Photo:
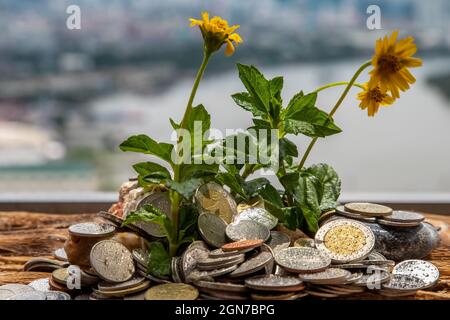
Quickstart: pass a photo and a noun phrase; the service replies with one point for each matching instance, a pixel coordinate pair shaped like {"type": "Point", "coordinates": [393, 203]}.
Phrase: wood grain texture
{"type": "Point", "coordinates": [24, 235]}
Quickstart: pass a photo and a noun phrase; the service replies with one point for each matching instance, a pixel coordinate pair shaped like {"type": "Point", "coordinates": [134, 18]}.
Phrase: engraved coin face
{"type": "Point", "coordinates": [404, 282]}
{"type": "Point", "coordinates": [213, 198]}
{"type": "Point", "coordinates": [260, 215]}
{"type": "Point", "coordinates": [161, 201]}
{"type": "Point", "coordinates": [345, 240]}
{"type": "Point", "coordinates": [247, 230]}
{"type": "Point", "coordinates": [302, 259]}
{"type": "Point", "coordinates": [368, 209]}
{"type": "Point", "coordinates": [278, 240]}
{"type": "Point", "coordinates": [172, 291]}
{"type": "Point", "coordinates": [253, 264]}
{"type": "Point", "coordinates": [112, 261]}
{"type": "Point", "coordinates": [91, 229]}
{"type": "Point", "coordinates": [212, 229]}
{"type": "Point", "coordinates": [328, 276]}
{"type": "Point", "coordinates": [273, 283]}
{"type": "Point", "coordinates": [421, 269]}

The problem:
Can you reproduce the material word for word from its very first line through the line containing "Phrase: wood grain texture", including both ends, while omitting any pictures?

Correct output:
Photo:
Quickstart: pass a photo and a noun phrase; the service replies with one point for each matching instance, a pixel coordinate pair shaped like {"type": "Point", "coordinates": [393, 203]}.
Phrase: wood grain texture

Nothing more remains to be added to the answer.